Coordinate labeling data
>> START

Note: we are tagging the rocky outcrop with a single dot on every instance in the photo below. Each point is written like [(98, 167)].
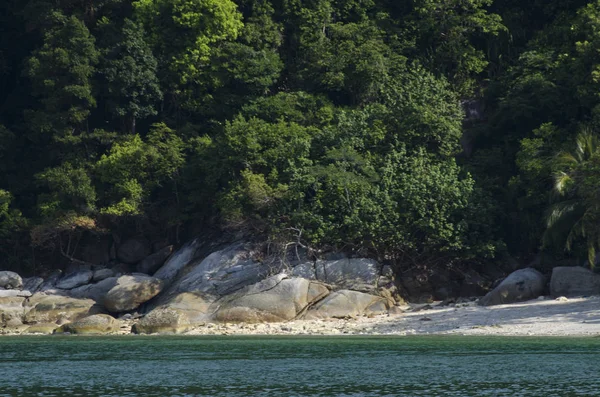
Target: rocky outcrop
[(8, 293), (521, 285), (134, 250), (95, 324), (75, 279), (574, 281), (223, 272), (42, 308), (10, 280), (50, 281), (346, 303), (32, 284), (42, 328), (96, 291), (11, 309), (359, 274), (130, 292), (164, 320), (274, 299), (152, 263), (102, 274), (178, 261)]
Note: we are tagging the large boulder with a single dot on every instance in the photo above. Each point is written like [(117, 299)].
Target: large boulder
[(223, 272), (9, 293), (10, 280), (102, 274), (150, 264), (181, 258), (96, 291), (164, 320), (32, 284), (520, 285), (574, 281), (358, 274), (57, 309), (130, 292), (134, 250), (95, 324), (50, 282), (346, 303), (11, 308), (75, 279), (277, 298)]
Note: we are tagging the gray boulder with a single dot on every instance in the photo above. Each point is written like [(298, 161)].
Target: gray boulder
[(346, 303), (42, 308), (10, 280), (50, 282), (134, 250), (574, 281), (223, 272), (181, 258), (9, 293), (152, 263), (75, 279), (32, 284), (11, 310), (358, 274), (277, 298), (102, 274), (520, 285), (94, 325), (96, 291), (130, 292)]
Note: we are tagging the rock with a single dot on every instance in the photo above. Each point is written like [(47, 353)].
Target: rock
[(32, 284), (274, 299), (75, 280), (11, 308), (178, 261), (9, 293), (223, 272), (41, 328), (58, 309), (304, 270), (134, 250), (95, 324), (96, 250), (10, 280), (121, 269), (150, 264), (50, 281), (574, 281), (102, 274), (345, 303), (358, 274), (520, 285), (130, 292), (163, 320), (96, 291)]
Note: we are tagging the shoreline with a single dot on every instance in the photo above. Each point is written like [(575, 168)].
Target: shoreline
[(560, 317)]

>> END

Set exercise: Reproduce all of the material above word for word, leaving out the picture.

Full answer:
Note: we are tagging the rocky outcrop with a single dot on every instance in the photo below. Each point is written like [(98, 167)].
Target: rocky outcrop
[(8, 293), (521, 285), (134, 250), (95, 324), (75, 279), (574, 281), (223, 272), (42, 308), (10, 280), (50, 281), (346, 303), (32, 284), (42, 328), (96, 291), (11, 309), (359, 274), (130, 292), (164, 320), (274, 299), (152, 263), (102, 274), (178, 261)]
Note: we are tagging the large boulder with a single dot on every instance in the photo above. Each point is written like [(117, 299)].
Target: large boulder
[(223, 272), (9, 293), (10, 280), (102, 274), (150, 264), (181, 258), (96, 291), (164, 320), (32, 284), (520, 285), (574, 281), (358, 274), (57, 309), (130, 292), (134, 250), (95, 324), (50, 282), (346, 303), (11, 308), (75, 279), (277, 298)]
Note: we are tagging the gray boulder with a single dot on every instance in the photo above. Each point is written like [(298, 161)].
Target: gray boulder
[(346, 303), (42, 308), (10, 280), (50, 282), (134, 250), (574, 281), (223, 272), (181, 258), (9, 293), (152, 263), (75, 279), (32, 284), (11, 310), (358, 274), (277, 298), (102, 274), (520, 285), (94, 325), (96, 291), (130, 292)]
Note: we are tagging the rock with a single dot on every instance in the photo above. Each point is written like [(47, 353)].
Target: rock
[(32, 284), (274, 299), (75, 280), (11, 308), (178, 261), (9, 293), (223, 272), (41, 328), (58, 309), (304, 270), (134, 250), (95, 324), (96, 250), (10, 280), (121, 269), (150, 264), (50, 281), (574, 281), (102, 274), (345, 303), (358, 274), (520, 285), (130, 292), (163, 320), (96, 291)]
Note: we are tagging the shoreline with a single dot on every instance in the photo above. Each point is written like [(575, 168)].
Target: shoreline
[(560, 317)]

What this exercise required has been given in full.